> [Task instructions] The answer should be an exact repeat of the stretch of material below from the line containing "The service SHOULD place a point on the stone" through the line containing "The service SHOULD place a point on the tall".

> [Given information]
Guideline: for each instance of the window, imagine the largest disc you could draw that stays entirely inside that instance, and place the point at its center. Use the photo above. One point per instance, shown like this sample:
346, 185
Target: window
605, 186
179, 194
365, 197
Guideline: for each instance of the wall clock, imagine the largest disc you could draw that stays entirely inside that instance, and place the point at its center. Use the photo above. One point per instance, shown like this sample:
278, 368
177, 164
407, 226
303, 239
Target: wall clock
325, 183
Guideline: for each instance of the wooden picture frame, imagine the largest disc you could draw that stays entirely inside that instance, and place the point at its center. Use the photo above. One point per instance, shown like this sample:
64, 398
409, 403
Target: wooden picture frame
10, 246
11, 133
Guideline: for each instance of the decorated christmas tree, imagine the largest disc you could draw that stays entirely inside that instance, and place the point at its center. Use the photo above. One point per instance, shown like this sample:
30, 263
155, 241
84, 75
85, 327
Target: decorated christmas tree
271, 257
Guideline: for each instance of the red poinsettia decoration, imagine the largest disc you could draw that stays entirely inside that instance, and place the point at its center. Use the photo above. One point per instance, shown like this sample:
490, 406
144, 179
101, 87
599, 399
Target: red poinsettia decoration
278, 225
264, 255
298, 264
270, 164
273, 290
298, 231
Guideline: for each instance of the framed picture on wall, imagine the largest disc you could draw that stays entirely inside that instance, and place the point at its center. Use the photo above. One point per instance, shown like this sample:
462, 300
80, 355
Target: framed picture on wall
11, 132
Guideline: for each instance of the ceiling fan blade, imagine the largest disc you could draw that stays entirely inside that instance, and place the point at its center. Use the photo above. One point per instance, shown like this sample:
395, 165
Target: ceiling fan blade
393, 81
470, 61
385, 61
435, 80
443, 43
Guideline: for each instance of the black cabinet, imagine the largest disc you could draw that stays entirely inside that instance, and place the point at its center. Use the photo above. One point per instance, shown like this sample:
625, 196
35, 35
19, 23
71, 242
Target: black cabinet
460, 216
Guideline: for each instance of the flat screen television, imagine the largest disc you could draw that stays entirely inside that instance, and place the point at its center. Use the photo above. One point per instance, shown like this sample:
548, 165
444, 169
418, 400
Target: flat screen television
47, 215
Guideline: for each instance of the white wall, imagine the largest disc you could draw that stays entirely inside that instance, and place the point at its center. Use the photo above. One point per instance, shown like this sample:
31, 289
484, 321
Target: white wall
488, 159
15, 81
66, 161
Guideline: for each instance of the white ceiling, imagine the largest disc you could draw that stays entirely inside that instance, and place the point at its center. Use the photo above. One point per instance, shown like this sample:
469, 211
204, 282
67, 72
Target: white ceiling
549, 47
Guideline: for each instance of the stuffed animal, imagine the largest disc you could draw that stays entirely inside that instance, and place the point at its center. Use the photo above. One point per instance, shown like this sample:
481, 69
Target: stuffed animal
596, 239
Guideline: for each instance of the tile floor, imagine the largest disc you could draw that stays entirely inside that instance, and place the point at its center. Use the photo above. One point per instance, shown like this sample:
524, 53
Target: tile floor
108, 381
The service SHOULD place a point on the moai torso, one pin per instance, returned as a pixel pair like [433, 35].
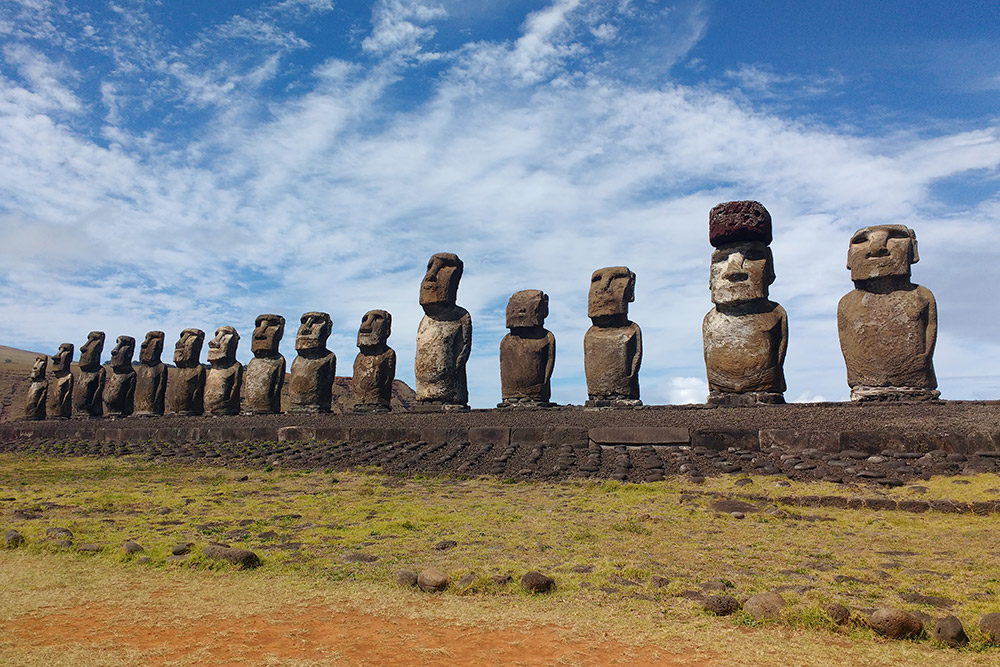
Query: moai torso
[151, 377]
[186, 382]
[38, 392]
[311, 386]
[375, 365]
[61, 389]
[224, 379]
[264, 376]
[89, 391]
[887, 324]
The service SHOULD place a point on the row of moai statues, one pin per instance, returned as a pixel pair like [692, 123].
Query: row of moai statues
[887, 326]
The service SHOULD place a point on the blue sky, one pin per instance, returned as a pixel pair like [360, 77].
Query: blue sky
[175, 164]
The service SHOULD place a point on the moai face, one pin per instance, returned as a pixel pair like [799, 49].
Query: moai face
[187, 351]
[528, 308]
[63, 358]
[313, 332]
[267, 335]
[741, 272]
[440, 283]
[375, 328]
[90, 353]
[611, 290]
[222, 348]
[121, 356]
[882, 251]
[38, 368]
[152, 348]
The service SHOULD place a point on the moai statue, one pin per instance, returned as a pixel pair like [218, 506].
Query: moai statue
[527, 353]
[375, 365]
[186, 382]
[38, 392]
[265, 374]
[225, 377]
[61, 394]
[612, 347]
[888, 325]
[119, 390]
[444, 338]
[745, 335]
[151, 377]
[88, 399]
[313, 370]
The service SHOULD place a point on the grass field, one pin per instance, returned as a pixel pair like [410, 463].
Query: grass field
[629, 560]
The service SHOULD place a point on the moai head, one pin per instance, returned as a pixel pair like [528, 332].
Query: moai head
[742, 264]
[439, 288]
[63, 358]
[187, 351]
[527, 309]
[222, 348]
[267, 335]
[882, 251]
[375, 328]
[313, 332]
[611, 290]
[121, 356]
[90, 352]
[152, 348]
[38, 368]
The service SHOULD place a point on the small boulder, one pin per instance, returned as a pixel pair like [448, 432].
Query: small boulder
[895, 623]
[13, 539]
[949, 631]
[536, 582]
[406, 578]
[432, 580]
[764, 606]
[721, 605]
[242, 557]
[838, 613]
[989, 625]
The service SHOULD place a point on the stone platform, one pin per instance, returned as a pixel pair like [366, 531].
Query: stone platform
[878, 443]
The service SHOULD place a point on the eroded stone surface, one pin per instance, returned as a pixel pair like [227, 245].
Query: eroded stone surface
[375, 365]
[225, 377]
[745, 335]
[444, 338]
[528, 352]
[38, 392]
[612, 347]
[119, 387]
[151, 377]
[887, 324]
[311, 386]
[89, 390]
[264, 377]
[186, 382]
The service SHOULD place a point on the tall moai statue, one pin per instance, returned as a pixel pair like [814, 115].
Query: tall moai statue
[38, 392]
[375, 365]
[265, 374]
[119, 388]
[225, 376]
[887, 324]
[612, 347]
[745, 335]
[151, 377]
[89, 393]
[61, 392]
[186, 382]
[444, 338]
[311, 387]
[527, 353]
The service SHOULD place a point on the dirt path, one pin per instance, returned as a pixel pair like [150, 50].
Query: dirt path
[316, 634]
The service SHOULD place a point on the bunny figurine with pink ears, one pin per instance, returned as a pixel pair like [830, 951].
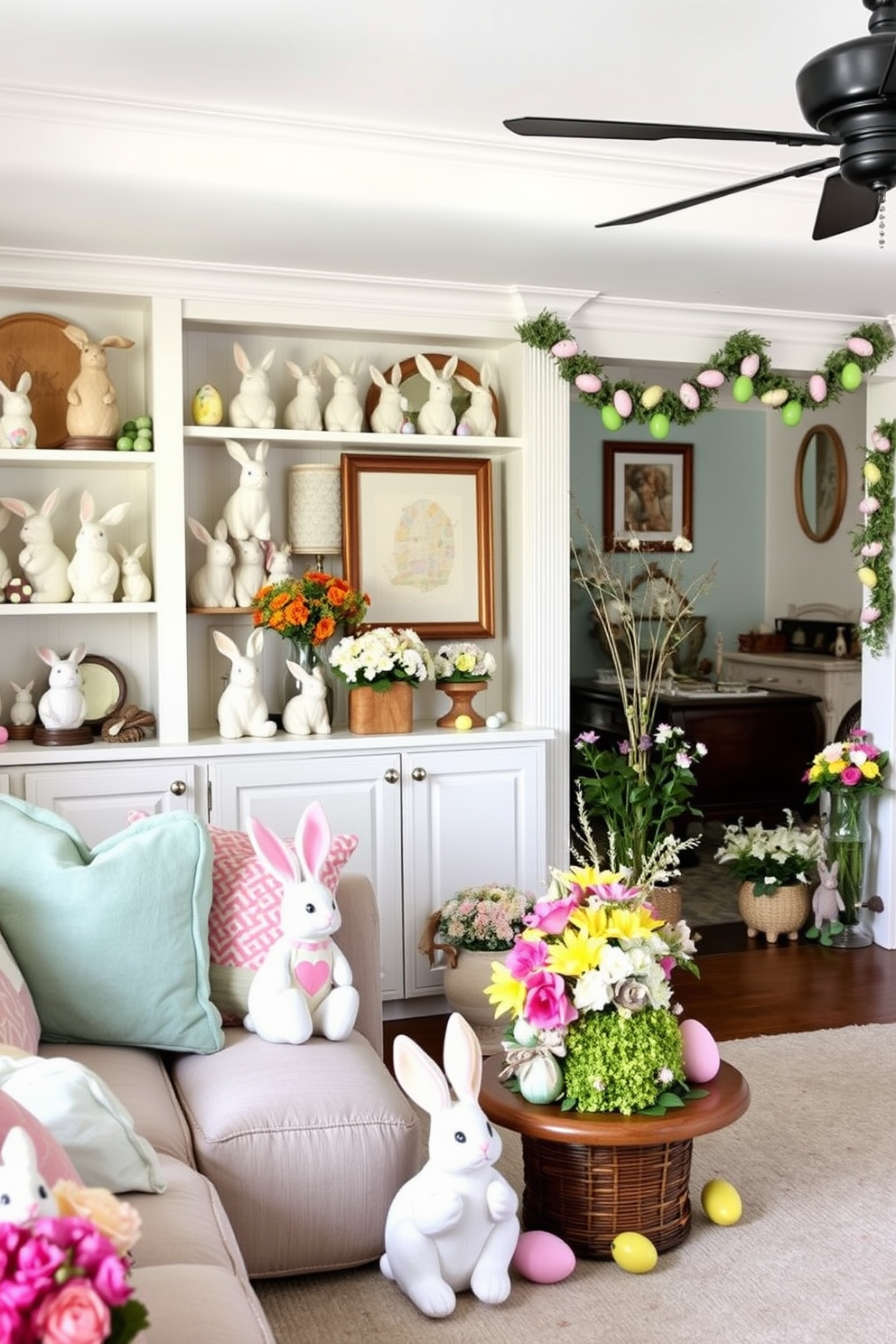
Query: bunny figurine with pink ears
[454, 1225]
[303, 985]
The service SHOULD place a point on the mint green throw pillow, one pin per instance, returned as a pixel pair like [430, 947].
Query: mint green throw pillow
[113, 941]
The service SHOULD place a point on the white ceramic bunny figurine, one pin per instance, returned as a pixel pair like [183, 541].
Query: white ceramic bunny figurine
[454, 1225]
[387, 415]
[93, 402]
[303, 985]
[247, 509]
[212, 583]
[135, 583]
[479, 418]
[306, 711]
[62, 705]
[42, 562]
[344, 410]
[93, 570]
[24, 1195]
[303, 412]
[253, 406]
[248, 574]
[437, 415]
[242, 710]
[23, 711]
[16, 426]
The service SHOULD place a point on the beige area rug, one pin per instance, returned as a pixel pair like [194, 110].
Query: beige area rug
[812, 1258]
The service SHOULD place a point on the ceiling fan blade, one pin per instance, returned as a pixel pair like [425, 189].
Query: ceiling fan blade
[801, 171]
[844, 207]
[581, 129]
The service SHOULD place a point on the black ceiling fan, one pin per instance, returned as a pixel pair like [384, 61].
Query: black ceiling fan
[846, 93]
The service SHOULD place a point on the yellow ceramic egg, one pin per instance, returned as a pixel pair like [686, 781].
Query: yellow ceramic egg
[207, 406]
[722, 1203]
[633, 1253]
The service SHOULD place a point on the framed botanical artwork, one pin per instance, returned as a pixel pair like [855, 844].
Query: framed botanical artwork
[418, 539]
[648, 493]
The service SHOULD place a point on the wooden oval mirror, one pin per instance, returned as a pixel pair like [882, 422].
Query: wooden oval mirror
[819, 485]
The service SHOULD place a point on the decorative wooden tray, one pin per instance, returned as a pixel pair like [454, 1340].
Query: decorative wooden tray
[33, 343]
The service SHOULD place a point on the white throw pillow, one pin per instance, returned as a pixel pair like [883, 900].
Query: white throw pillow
[88, 1120]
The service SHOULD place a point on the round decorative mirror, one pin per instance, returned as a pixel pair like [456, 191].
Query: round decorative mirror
[819, 485]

> [Solution below]
The service SHOULD place a point on the stone platform, one pin per instance, returned as a pixel pair like [366, 531].
Query: stone platform
[878, 443]
The service SHOULD place a point on the eroded stone surface, one pin per instance, returned as a pixel pair like [227, 245].
Query: eroded stone surface
[375, 365]
[225, 377]
[745, 335]
[444, 338]
[528, 352]
[38, 392]
[612, 347]
[119, 387]
[151, 377]
[887, 324]
[311, 386]
[89, 390]
[264, 377]
[186, 382]
The service SHOULD place a point on the tall moai statue, one pin per instance, returned as a pixel pair like [814, 115].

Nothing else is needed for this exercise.